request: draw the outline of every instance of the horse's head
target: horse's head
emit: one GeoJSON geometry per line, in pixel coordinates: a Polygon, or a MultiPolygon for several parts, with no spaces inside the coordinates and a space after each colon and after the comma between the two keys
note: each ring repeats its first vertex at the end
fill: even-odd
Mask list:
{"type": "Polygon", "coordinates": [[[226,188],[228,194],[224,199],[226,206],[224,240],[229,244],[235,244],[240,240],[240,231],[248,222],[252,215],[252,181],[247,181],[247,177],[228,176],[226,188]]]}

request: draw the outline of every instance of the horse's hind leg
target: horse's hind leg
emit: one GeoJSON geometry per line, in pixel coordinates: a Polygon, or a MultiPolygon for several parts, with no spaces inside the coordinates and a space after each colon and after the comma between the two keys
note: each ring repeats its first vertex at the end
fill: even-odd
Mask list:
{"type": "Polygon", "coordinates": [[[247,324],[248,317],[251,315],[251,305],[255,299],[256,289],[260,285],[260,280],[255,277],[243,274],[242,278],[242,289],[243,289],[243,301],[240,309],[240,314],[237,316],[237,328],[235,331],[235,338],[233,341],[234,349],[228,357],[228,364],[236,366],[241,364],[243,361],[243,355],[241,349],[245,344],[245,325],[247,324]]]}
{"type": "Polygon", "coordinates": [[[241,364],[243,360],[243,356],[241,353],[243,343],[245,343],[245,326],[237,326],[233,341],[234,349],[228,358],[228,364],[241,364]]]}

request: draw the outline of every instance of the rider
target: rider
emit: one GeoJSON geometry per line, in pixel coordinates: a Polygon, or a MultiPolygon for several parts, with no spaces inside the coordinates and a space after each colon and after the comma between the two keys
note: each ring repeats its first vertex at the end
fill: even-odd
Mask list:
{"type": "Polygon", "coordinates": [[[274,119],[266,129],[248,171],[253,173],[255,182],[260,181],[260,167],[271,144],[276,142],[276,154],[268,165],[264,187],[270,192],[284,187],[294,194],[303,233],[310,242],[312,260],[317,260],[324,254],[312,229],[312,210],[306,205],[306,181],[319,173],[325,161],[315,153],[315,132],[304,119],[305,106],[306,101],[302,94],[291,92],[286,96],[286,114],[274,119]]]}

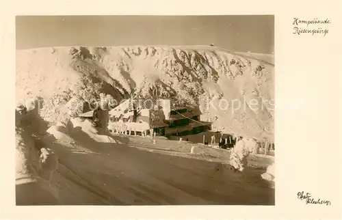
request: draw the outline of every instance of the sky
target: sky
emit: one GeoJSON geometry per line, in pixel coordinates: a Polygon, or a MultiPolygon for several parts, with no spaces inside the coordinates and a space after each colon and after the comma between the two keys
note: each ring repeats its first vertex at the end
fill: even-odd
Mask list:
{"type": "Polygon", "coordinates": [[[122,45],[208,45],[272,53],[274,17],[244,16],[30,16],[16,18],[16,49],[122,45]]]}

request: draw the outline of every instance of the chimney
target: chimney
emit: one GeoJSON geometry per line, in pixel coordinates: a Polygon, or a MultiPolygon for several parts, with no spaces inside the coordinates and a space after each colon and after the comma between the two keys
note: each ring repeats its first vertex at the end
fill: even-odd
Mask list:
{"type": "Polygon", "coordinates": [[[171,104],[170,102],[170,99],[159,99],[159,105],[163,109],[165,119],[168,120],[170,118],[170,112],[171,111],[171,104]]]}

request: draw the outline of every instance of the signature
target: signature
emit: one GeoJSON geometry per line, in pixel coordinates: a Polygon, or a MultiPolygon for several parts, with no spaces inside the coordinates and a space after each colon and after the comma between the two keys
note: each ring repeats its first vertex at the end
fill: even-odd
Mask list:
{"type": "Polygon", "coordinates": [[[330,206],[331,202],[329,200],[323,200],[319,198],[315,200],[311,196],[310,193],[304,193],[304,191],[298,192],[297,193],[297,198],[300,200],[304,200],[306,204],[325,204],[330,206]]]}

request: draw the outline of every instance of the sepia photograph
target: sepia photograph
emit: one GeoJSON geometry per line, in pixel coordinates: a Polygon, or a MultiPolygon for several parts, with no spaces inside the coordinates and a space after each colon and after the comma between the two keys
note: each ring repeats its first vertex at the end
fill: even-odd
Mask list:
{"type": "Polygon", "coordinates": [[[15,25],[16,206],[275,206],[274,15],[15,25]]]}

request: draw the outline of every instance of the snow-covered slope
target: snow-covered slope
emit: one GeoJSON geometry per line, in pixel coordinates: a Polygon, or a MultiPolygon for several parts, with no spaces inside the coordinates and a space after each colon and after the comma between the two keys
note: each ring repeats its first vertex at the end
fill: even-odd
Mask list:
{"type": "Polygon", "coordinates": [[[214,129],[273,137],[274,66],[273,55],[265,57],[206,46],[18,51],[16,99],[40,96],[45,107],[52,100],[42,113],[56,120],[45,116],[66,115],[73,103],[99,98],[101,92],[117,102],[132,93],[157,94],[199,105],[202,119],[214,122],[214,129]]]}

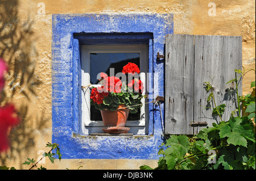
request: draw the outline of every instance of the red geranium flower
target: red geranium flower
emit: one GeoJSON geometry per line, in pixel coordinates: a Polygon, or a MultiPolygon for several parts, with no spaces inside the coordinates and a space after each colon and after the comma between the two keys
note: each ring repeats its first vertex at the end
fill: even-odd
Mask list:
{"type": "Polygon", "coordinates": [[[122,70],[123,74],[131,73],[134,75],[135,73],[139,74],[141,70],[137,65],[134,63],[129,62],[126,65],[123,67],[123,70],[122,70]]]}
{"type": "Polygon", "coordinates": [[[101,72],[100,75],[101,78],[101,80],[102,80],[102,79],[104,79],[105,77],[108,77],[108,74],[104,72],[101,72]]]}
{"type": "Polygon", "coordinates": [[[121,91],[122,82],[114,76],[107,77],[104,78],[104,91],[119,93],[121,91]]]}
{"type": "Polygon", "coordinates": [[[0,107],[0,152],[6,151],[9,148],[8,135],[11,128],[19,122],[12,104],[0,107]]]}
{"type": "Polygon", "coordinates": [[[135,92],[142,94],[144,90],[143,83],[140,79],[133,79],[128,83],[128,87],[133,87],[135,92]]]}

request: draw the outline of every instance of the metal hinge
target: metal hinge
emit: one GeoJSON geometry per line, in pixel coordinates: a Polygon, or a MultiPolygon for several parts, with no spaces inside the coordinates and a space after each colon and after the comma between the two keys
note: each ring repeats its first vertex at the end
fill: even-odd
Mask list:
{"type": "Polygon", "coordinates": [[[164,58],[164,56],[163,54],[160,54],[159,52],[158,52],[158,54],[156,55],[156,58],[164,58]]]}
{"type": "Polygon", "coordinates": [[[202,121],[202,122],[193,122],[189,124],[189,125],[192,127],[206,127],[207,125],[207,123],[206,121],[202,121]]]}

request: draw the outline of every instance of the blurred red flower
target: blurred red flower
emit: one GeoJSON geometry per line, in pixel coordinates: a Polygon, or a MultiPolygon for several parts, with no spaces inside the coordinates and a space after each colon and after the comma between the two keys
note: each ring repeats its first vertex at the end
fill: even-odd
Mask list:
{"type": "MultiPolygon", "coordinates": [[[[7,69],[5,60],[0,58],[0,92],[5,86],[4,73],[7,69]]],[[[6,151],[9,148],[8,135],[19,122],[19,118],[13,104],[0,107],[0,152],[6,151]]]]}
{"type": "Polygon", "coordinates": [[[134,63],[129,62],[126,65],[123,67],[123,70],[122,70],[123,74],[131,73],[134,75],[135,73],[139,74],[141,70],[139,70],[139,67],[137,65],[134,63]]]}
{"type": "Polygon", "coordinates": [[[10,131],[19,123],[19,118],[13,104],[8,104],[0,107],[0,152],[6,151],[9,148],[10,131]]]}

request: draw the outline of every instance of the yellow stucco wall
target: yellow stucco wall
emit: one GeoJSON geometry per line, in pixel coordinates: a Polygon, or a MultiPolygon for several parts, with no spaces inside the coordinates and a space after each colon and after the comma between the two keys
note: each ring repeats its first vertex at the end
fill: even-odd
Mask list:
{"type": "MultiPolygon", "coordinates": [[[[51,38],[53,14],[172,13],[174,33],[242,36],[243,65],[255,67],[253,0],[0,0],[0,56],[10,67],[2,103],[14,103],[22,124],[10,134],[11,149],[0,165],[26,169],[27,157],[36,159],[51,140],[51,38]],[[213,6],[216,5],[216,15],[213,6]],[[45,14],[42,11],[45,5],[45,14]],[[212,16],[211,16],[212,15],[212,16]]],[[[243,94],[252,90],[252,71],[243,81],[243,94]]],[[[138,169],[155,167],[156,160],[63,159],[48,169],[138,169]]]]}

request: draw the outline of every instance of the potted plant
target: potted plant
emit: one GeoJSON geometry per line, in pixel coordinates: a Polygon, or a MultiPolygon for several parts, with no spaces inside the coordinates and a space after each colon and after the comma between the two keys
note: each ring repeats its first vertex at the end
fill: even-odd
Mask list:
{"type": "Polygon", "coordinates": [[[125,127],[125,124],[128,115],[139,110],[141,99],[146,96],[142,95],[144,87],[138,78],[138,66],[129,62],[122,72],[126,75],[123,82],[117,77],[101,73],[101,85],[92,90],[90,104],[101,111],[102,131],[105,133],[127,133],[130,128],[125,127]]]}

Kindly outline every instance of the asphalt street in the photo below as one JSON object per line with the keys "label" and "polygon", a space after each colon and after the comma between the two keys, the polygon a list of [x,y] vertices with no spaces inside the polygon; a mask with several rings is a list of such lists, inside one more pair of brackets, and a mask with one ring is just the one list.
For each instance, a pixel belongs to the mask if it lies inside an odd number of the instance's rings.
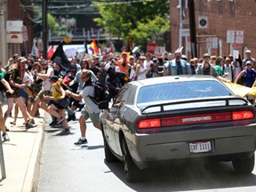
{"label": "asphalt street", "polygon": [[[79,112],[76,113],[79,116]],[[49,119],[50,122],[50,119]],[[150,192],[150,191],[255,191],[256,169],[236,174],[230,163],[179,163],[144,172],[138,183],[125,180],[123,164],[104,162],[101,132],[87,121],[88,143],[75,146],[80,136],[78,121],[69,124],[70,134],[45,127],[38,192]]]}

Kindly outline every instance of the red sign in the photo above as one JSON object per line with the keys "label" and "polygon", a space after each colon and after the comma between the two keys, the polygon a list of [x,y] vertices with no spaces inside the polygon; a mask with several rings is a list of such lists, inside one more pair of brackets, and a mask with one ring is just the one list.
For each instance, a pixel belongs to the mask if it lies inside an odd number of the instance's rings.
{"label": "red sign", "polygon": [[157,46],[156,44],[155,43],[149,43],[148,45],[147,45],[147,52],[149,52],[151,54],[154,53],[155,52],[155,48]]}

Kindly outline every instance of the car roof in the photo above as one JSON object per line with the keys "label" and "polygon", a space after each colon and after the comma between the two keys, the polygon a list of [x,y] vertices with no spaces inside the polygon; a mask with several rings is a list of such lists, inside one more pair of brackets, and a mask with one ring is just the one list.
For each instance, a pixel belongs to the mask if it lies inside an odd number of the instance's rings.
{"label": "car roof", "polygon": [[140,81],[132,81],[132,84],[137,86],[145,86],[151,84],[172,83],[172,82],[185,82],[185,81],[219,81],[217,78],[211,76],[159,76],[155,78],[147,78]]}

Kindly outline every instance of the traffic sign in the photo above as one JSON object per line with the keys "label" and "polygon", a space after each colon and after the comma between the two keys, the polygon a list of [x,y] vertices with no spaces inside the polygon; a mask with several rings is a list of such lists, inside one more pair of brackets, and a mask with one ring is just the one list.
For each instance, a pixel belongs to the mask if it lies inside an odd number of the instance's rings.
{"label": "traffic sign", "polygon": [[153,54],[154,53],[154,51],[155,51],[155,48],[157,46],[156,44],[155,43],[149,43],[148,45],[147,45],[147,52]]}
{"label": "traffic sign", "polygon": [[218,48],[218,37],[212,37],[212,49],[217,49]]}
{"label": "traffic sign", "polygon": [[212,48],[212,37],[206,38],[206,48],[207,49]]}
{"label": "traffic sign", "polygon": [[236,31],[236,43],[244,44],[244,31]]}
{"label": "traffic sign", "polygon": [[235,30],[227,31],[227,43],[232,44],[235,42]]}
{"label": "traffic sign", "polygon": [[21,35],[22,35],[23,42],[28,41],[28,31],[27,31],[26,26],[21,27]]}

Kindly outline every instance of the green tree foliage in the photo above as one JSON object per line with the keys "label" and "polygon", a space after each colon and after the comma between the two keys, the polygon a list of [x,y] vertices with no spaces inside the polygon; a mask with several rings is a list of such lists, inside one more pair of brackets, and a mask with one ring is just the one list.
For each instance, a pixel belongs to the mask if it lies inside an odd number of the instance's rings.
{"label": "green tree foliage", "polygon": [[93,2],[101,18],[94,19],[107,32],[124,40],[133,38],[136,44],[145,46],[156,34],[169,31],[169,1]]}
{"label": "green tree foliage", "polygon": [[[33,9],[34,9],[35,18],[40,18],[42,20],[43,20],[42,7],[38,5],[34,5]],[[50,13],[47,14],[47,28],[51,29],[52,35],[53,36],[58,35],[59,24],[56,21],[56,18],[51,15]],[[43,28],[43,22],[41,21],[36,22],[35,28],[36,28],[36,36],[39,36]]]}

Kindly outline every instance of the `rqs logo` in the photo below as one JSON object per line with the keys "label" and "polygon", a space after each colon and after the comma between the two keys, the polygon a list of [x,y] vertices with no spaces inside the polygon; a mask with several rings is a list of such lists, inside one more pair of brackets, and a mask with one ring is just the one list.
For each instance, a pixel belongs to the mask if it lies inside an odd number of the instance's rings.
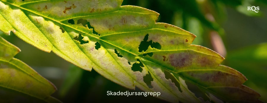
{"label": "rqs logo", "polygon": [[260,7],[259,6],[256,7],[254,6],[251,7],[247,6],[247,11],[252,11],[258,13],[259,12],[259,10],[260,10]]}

> **WORK INSTRUCTIONS**
Quote exactly, and only, the lines from the one containing "Kindly outline every instance of the green" through the last line of the records above, both included; leave out any pictures.

> **TASK RESULT**
Kindly outline every instance of the green tree foliage in the photo above as one JSON object per line with the keys "label" and "polygon", a space after each colon and after the comma between the two keys, the polygon a list of [x,y] vertices with no spaces inside the polygon; a mask with several rings is a list of such lists, inside one more pair of brackets, and a mask with one ring is just the one list.
For each instance, a pixel belongs to the mask if it lies inside an odd number of the instance's rings.
{"label": "green tree foliage", "polygon": [[93,2],[101,18],[94,19],[107,32],[124,40],[133,38],[136,44],[145,46],[156,34],[169,31],[169,1]]}
{"label": "green tree foliage", "polygon": [[[33,9],[34,9],[35,18],[40,18],[42,20],[43,20],[42,7],[38,5],[34,5]],[[50,13],[47,14],[47,28],[51,29],[52,35],[53,36],[58,35],[59,24],[56,21],[56,18],[51,15]],[[43,28],[43,22],[41,21],[36,22],[35,28],[36,28],[36,36],[39,36]]]}

Kindly outline every instance of the `rqs logo` in the photo below as one JSON object per line with the keys "label" and "polygon", a space after each colon and after the comma between the two keys, the polygon a list of [x,y] vertices with no spaces inside the polygon; a mask with several rings is a list of such lists, inside one more pair of brackets, and a mask with one ring is just the one list.
For each instance, a pixel belongs to the mask if it lies inside an odd number of the instance's rings.
{"label": "rqs logo", "polygon": [[260,7],[259,6],[256,7],[254,6],[251,7],[247,6],[247,11],[252,11],[258,13],[259,12],[259,10],[260,10]]}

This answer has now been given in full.